Document passage —
--*--

Peculiar floating point numbers in GCC

[n.torrey.pines]

I understand that with floats, x*y == y*x, for example, might not
hold. But what if it's the exact same operation on both sides?

I tested this with GCC 3.4.4 (Cygwin), and it prints 0 (compiled with -
g flag)

#include <cmath>
#include <iostream>

int main() {
double x = 3.0;

double f = std::cos(x);
std::cout << (f == std::cos(x)) << std::endl;
}

Using -O3 instead optimizes something, and now both sides are equal.

VC++8.0 prints 1 in both debug and release.

What does the standard have to say?

 

[Jim Langston]

I understand that with floats, x*y == y*x, for example, might not
hold. But what if it's the exact same operation on both sides?

I tested this with GCC 3.4.4 (Cygwin), and it prints 0 (compiled with -
g flag)

#include <cmath>
#include <iostream>

int main() {
double x = 3.0;

double f = std::cos(x);
std::cout << (f == std::cos(x)) << std::endl;
}

Using -O3 instead optimizes something, and now both sides are equal.

VC++8.0 prints 1 in both debug and release.

What does the standard have to say?

It's not really the standard that's the issue I dont' think, it's just the
way floating point math works.

In your particular case, those statements are close together, initializing f
and the comparison, so the compiler may be optimizing and comparing the same
thing. It all depends on how the compiler optimizes. Even something like:

double f = std::cos(x);
double g = std::cos(x);
std::cout << ( f == g ) << std::endl;

may output 1 or 0, depending on compiler optimization.

You just cant count on floating point equality, it may work sometimes, not
others.

 

[Pete Becker]

It's not really the standard that's the issue I dont' think, it's just the
way floating point math works.

In your particular case, those statements are close together, initializing f
and the comparison, so the compiler may be optimizing and comparing the same
thing. It all depends on how the compiler optimizes. Even something like:

double f = std::cos(x);
double g = std::cos(x);
std::cout << ( f == g ) << std::endl;

may output 1 or 0, depending on compiler optimization.

It had better output 1, regardless of compiler optimizations.

You just cant count on floating point equality, it may work sometimes, not
others.

The not-so-subtle issue here is that the compiler is permitted to do
floating-point arithmetic at higher precision than the type requires. On
the x86 this means that floating-point math is done with 80-bit values,
while float is 32 bits and double is 64 bits. (The reason for allowing
this is speed: x86 80-bit floating-point math is much faster than 64-bit
math) When you store into a double, the stored value has to have the
right precision, though. So storing the result of cos in a double can
force truncation of a wider-than-double value. When comparing the stored
value to the original one, the compiler widens the original out to 80
bits, and the result is different from the original value. That's what's
happening in the original example.

--*--

Task instructions —
- A) List the names of everyone who posts in the thread on floating-point comparison in GCC.
- B) In the thread on floating-point comparison in GCC, what reason does Pete Becker give for allowing the compiler to do floating-point arithmetic at higher precision than the type requires?
- C) Extend the thread on floating-point comparison in GCC, starting after its final sentence.
The lines that come next play no part in what is asked here.

--*--

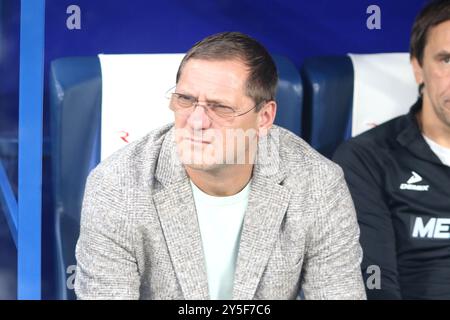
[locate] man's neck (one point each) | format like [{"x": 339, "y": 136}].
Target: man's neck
[
  {"x": 225, "y": 181},
  {"x": 433, "y": 128}
]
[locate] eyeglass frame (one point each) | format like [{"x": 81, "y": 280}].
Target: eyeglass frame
[{"x": 170, "y": 94}]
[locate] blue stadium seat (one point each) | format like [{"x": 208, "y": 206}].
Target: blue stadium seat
[
  {"x": 328, "y": 101},
  {"x": 75, "y": 107},
  {"x": 378, "y": 86}
]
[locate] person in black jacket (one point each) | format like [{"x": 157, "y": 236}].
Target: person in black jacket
[{"x": 399, "y": 177}]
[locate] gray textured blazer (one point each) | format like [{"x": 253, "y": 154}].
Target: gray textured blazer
[{"x": 140, "y": 238}]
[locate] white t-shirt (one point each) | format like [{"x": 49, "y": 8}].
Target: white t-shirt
[
  {"x": 220, "y": 220},
  {"x": 441, "y": 152}
]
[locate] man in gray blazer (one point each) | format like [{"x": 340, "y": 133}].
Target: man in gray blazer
[{"x": 222, "y": 204}]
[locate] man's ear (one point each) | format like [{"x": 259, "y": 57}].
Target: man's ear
[
  {"x": 266, "y": 117},
  {"x": 418, "y": 72}
]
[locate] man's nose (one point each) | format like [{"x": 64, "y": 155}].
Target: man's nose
[{"x": 199, "y": 119}]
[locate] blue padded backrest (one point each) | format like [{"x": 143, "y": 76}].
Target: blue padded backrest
[
  {"x": 75, "y": 106},
  {"x": 328, "y": 100},
  {"x": 289, "y": 96}
]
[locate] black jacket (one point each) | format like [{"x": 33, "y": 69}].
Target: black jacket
[{"x": 401, "y": 192}]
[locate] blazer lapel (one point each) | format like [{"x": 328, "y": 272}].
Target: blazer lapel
[
  {"x": 176, "y": 211},
  {"x": 266, "y": 208}
]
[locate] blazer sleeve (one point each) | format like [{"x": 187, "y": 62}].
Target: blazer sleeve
[
  {"x": 333, "y": 253},
  {"x": 106, "y": 264},
  {"x": 363, "y": 176}
]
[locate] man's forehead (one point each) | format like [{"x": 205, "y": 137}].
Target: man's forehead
[
  {"x": 439, "y": 35},
  {"x": 226, "y": 74}
]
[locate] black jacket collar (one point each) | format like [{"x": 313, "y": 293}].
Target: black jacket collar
[{"x": 411, "y": 136}]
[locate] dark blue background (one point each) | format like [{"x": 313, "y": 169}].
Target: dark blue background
[{"x": 296, "y": 29}]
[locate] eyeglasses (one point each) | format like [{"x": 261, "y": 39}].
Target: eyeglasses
[{"x": 185, "y": 104}]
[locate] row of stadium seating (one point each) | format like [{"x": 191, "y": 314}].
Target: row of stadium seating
[{"x": 95, "y": 100}]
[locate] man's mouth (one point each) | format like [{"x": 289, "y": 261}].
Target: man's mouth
[{"x": 198, "y": 141}]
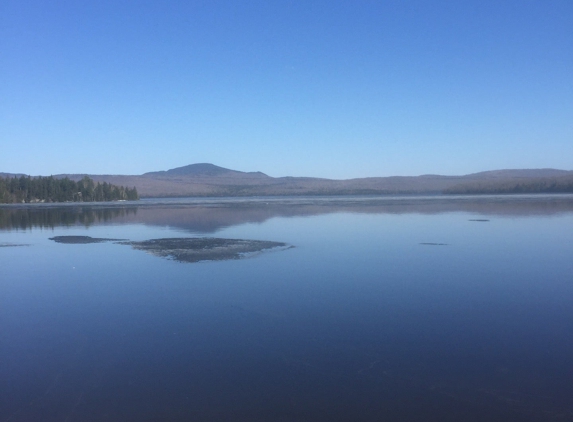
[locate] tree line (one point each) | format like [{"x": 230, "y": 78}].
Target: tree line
[{"x": 26, "y": 189}]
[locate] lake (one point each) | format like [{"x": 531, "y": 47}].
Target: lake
[{"x": 385, "y": 308}]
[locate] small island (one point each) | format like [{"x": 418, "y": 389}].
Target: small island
[
  {"x": 26, "y": 189},
  {"x": 188, "y": 249}
]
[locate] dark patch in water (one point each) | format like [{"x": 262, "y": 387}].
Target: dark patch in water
[
  {"x": 204, "y": 248},
  {"x": 77, "y": 240},
  {"x": 433, "y": 244}
]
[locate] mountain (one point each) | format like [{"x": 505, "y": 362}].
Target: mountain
[{"x": 206, "y": 179}]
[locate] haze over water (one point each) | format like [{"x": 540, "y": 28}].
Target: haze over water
[{"x": 393, "y": 309}]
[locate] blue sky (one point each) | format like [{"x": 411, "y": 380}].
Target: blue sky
[{"x": 304, "y": 88}]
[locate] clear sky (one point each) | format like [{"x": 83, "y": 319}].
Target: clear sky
[{"x": 335, "y": 89}]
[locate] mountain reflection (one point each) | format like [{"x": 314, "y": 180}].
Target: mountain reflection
[{"x": 211, "y": 215}]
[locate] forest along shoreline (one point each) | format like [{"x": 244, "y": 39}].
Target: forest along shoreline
[{"x": 29, "y": 190}]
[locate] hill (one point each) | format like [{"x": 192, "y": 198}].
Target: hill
[{"x": 206, "y": 179}]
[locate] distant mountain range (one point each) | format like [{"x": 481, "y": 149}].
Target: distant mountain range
[{"x": 210, "y": 180}]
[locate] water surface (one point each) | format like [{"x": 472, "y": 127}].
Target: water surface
[{"x": 400, "y": 308}]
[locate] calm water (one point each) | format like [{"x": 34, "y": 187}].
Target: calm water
[{"x": 394, "y": 309}]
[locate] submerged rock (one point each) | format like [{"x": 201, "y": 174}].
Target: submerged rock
[
  {"x": 80, "y": 239},
  {"x": 204, "y": 248}
]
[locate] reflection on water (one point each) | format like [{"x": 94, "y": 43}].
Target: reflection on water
[
  {"x": 210, "y": 215},
  {"x": 394, "y": 309},
  {"x": 50, "y": 217}
]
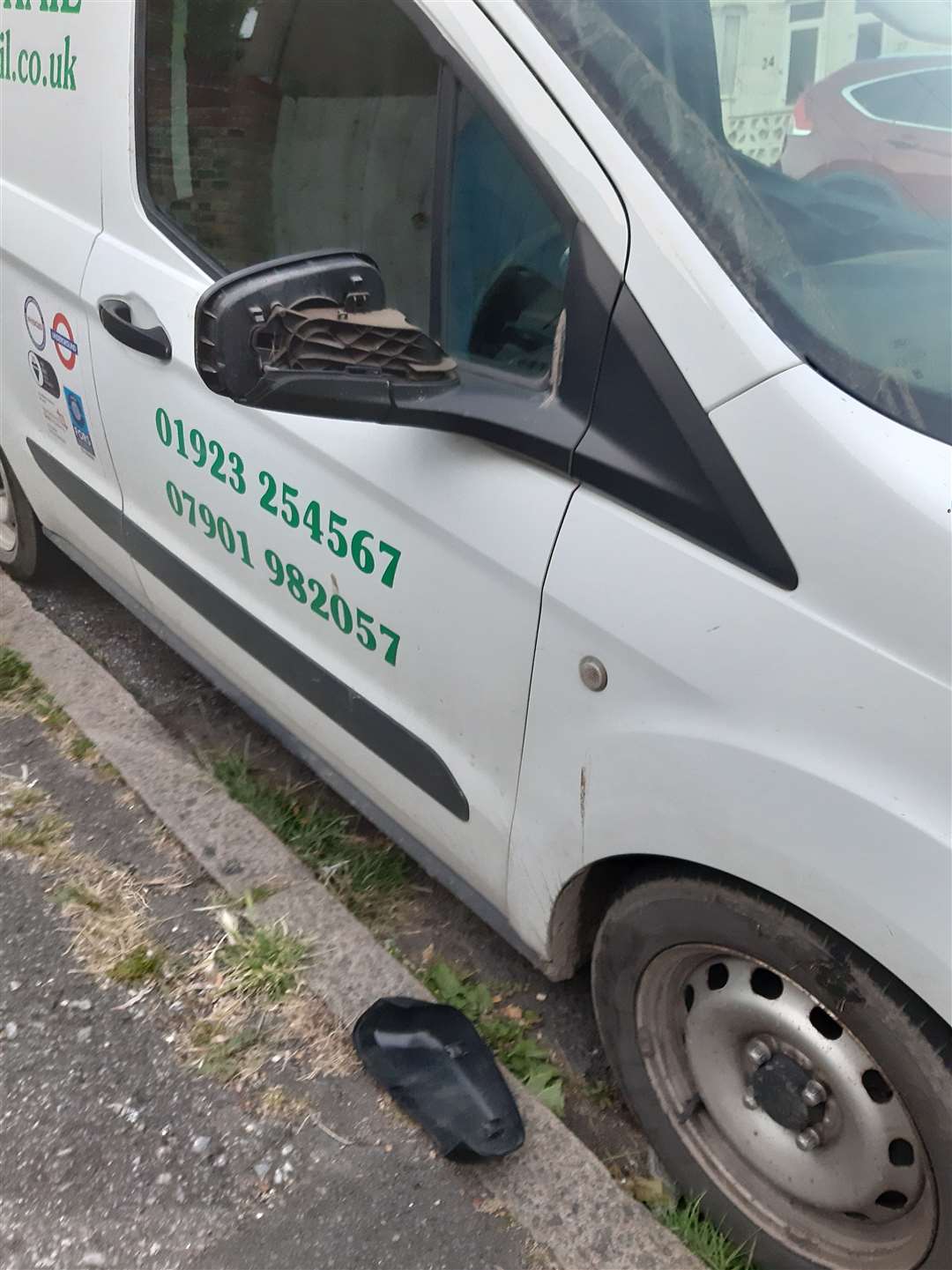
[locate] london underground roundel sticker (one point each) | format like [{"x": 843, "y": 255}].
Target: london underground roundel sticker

--*--

Answers for the exercise —
- A) n.torrey.pines, Jim Langston, Pete Becker

- B) Speed: on the x86, 80-bit floating-point math is much faster than 64-bit math.

- C)
In your example, though, both results are stored, so when widened they
should produce the same result. Some compilers don't do this, though,
unless you tell them that they have to obey the rules (speed again).

--

-- Pete
Roundhouse Consulting, Ltd. (www.versatilecoding.com)
Author of "The Standard C++ Library Extensions: a Tutorial and
Reference." (www.petebecker.com/tr1book)

 

[Jim Langston]

It had better output 1, regardless of compiler optimizations.


The not-so-subtle issue here is that the compiler is permitted to do
floating-point arithmetic at higher precision than the type requires. On
the x86 this means that floating-point math is done with 80-bit values,
while float is 32 bits and double is 64 bits. (The reason for allowing
this is speed: x86 80-bit floating-point math is much faster than 64-bit
math) When you store into a double, the stored value has to have the right
precision, though. So storing the result of cos in a double can force
truncation of a wider-than-double value. When comparing the stored value
to the original one, the compiler widens the original out to 80 bits, and
the result is different from the original value. That's what's happening
in the original example.

In your example, though, both results are stored, so when widened they
should produce the same result. Some compilers don't do this, though,
unless you tell them that they have to obey the rules (speed again).

FAQ 29.18 disagrees with you.

http://www.parashift.com/c++-faq-lite/newbie.html#faq-29.18

 

[James Kanze]

Jim Langston wrote:

Don't get paranoid. <g> There's a specific reason for this descrepancy.

But it is partially the standard at fault, since the standard
explicitly allows extended precision for intermediate results
(including, I think function return values, but I'm not sure
there).

It had better output 1, regardless of compiler optimizations.

I don't know about this particular case, but I've had similar
cases fail with g++. By default, g++ is even looser than the
standard allows. One could put forward the usual argument about
it not mattering how fast you get the wrong results, but in at
least some cases, the results that it gets by violating the
standard are also more precise. (The problem is, of course,
that precise or not, they're not very predictable.)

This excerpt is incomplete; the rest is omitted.